• To be done: Rewrite the records from the line containing "Guideline: the keypoint for each instance of the child's" through the end of the records, both included, keeping every line. Raise each keypoint coordinate in the answers by 118.

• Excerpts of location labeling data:
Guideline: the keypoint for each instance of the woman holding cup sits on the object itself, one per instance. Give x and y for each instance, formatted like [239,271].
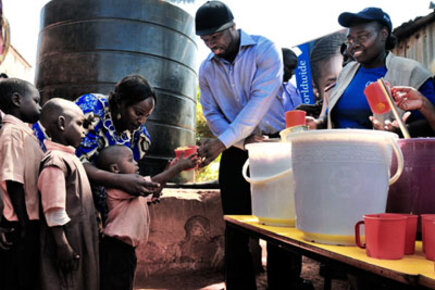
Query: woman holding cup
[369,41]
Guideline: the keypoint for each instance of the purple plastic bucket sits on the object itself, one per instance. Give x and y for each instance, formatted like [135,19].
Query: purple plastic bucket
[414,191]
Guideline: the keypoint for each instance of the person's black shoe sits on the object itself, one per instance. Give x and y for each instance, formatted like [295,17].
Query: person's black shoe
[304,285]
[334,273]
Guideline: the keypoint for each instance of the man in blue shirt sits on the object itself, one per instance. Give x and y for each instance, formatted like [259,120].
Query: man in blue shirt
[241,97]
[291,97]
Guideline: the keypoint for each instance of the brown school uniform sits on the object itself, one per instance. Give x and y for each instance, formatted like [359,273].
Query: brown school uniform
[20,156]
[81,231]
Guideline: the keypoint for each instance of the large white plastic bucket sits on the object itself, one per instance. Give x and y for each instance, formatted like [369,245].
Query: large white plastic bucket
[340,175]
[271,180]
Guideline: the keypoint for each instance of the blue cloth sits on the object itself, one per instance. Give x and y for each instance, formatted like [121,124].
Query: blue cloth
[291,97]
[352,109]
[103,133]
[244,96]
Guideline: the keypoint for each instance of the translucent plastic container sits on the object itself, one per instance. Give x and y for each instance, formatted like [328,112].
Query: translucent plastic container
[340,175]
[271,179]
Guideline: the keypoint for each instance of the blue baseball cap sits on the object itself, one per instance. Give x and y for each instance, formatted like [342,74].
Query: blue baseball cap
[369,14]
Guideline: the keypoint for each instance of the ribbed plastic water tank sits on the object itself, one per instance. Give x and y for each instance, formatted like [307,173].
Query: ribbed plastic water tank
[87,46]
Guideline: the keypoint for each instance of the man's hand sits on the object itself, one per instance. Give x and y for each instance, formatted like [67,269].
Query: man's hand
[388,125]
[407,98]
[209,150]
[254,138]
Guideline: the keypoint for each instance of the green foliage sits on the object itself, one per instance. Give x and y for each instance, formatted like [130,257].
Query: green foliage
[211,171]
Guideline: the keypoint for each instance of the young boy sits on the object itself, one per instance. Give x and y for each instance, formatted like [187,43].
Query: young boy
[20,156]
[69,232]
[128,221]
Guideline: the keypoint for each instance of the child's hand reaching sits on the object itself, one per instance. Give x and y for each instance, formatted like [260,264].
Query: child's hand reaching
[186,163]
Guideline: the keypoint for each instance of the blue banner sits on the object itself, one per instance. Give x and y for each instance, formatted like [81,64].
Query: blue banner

• Written solution:
Guideline: the keypoint for each instance of the child's hand reaching sits on the object itself, one per instance. Give x and y for each instance, formatted like [260,264].
Query: child's hand reaching
[304,281]
Guideline: the keypoint for each instance of the blue banner sits on the object itself, one per instance. Give x and y for each instance, formatted like [81,64].
Query: blue banner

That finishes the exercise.